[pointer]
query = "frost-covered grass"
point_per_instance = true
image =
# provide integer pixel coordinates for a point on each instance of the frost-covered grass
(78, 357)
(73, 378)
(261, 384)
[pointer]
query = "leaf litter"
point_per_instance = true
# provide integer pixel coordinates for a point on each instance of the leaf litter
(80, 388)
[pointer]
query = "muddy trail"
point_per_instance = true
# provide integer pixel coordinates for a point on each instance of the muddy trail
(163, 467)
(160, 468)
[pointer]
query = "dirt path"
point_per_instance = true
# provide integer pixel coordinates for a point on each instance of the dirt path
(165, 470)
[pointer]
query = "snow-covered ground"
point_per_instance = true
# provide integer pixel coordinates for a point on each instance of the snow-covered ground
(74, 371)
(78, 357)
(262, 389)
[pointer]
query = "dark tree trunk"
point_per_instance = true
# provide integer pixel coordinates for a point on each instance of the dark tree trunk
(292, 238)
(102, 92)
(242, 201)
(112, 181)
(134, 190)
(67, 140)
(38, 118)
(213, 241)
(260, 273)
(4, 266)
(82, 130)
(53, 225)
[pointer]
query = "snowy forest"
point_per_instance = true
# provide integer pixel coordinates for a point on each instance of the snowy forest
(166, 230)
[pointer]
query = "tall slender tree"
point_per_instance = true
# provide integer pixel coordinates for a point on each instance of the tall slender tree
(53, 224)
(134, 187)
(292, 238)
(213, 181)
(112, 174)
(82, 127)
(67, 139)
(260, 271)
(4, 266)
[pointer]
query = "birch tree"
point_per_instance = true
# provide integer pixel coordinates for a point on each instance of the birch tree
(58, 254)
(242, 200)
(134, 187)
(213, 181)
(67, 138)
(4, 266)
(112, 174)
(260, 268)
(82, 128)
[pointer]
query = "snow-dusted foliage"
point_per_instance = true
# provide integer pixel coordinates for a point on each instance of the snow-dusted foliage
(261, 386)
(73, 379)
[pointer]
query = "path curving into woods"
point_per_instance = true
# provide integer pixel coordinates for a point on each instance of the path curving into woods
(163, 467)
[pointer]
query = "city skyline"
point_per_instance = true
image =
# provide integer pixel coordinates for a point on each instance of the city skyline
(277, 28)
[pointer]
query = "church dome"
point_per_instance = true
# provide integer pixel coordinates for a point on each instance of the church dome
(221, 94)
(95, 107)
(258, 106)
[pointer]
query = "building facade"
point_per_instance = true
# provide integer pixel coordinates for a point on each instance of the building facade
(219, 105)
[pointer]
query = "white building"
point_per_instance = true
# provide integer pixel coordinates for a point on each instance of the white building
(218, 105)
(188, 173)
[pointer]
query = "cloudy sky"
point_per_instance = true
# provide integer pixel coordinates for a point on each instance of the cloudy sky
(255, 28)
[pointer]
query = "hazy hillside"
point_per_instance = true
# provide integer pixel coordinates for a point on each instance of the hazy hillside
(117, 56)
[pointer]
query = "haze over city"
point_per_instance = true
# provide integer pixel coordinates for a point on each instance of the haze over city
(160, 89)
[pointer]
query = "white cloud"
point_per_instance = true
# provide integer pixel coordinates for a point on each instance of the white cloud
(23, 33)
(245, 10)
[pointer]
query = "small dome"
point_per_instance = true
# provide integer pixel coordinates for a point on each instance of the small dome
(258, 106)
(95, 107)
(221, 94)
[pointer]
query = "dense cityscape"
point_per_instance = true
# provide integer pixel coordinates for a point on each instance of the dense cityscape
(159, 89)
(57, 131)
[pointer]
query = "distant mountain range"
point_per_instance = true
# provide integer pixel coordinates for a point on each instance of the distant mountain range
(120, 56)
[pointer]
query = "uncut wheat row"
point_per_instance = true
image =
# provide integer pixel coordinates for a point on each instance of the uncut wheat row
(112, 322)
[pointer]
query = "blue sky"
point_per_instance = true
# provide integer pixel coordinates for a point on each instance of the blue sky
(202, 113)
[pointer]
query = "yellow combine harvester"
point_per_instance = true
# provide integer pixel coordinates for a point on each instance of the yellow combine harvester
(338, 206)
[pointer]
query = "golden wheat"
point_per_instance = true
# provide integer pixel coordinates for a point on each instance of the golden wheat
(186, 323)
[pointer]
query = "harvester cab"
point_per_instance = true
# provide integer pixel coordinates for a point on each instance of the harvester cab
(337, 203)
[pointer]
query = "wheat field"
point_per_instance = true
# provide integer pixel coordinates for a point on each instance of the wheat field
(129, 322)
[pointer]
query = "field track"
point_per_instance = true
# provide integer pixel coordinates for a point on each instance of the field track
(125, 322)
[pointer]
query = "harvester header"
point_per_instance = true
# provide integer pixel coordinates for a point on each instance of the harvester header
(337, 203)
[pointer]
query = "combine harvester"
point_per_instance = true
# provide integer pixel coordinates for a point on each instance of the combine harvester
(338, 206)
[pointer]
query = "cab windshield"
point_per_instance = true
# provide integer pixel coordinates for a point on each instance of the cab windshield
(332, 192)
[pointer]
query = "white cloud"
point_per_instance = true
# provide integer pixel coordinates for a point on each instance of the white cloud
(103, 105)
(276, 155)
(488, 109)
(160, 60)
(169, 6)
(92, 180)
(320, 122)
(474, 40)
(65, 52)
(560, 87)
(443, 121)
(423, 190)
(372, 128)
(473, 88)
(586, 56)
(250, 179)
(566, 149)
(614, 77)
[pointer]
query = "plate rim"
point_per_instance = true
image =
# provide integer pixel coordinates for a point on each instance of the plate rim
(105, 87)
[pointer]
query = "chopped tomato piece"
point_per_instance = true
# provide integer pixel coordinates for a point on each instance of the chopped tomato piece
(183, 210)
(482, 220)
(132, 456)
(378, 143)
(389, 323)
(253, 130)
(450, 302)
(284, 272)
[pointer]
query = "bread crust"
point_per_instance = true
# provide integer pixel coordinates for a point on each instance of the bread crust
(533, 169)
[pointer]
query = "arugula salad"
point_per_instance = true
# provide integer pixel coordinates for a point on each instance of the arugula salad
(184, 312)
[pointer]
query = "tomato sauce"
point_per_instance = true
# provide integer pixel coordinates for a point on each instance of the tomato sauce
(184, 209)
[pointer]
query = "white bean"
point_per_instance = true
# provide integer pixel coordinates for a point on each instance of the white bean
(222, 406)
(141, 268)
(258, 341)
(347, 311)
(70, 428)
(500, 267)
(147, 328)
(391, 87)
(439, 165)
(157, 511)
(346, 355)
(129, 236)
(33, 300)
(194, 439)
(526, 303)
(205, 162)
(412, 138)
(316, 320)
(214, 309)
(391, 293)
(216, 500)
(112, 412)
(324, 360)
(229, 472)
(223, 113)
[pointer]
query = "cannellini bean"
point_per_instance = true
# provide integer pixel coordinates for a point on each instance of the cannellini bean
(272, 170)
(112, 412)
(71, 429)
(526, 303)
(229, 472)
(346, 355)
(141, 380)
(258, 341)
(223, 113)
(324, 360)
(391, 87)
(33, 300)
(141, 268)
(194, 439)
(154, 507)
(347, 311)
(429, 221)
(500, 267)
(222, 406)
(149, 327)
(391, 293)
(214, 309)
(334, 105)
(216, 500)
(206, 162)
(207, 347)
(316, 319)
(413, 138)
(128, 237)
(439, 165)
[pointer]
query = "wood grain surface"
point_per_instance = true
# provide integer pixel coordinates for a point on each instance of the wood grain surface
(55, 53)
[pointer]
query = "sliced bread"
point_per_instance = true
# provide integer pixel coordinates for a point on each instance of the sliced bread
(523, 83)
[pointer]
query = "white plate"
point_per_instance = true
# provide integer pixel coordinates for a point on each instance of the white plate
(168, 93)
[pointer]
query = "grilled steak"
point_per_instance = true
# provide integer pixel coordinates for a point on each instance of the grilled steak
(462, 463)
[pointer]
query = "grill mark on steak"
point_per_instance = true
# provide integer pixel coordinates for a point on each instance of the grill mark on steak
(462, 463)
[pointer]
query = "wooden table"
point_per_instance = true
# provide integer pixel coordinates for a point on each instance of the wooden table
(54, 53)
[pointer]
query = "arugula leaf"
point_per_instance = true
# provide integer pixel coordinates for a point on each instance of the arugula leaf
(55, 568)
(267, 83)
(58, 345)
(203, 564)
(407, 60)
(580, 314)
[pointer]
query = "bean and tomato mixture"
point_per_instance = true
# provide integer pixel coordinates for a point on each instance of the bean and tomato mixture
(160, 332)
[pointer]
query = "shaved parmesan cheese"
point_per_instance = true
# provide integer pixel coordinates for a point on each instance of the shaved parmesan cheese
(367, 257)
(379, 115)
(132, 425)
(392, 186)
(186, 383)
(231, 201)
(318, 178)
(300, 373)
○ ○ ○
* Instructions for the task *
What must be transcribed is the run of lines from the one containing "the grilled steak" to the last line of the data above, inclusive, and only that.

* Answer to this problem *
# provide integer pixel coordinates for a point on each instance of the grilled steak
(462, 463)
[pointer]
query = "grill mark on steak"
point_per_instance = true
# provide integer pixel coordinates for a point on each instance of the grill mark on steak
(462, 463)
[pointer]
query = "wooden table"
point_per_instance = true
# provide integer pixel coordinates for a point on each instance of the wooden table
(54, 53)
[pointer]
query = "arugula leaf"
point_per_instance = true
# provide integer pixel coordinates for a point on each instance of the arugula leaf
(55, 568)
(267, 83)
(58, 345)
(203, 564)
(407, 60)
(580, 314)
[pointer]
query = "bean and tomato mixture"
point_per_instance = true
# provide integer pixel coordinates for a point on each instance of the bean and tomato mixture
(160, 332)
[pointer]
query = "shaved parmesan cheese"
point_per_instance = true
# provide integer pixel coordinates for a point on each instance of the shaved parmesan cheese
(367, 257)
(379, 115)
(132, 425)
(392, 186)
(186, 383)
(231, 201)
(318, 178)
(300, 373)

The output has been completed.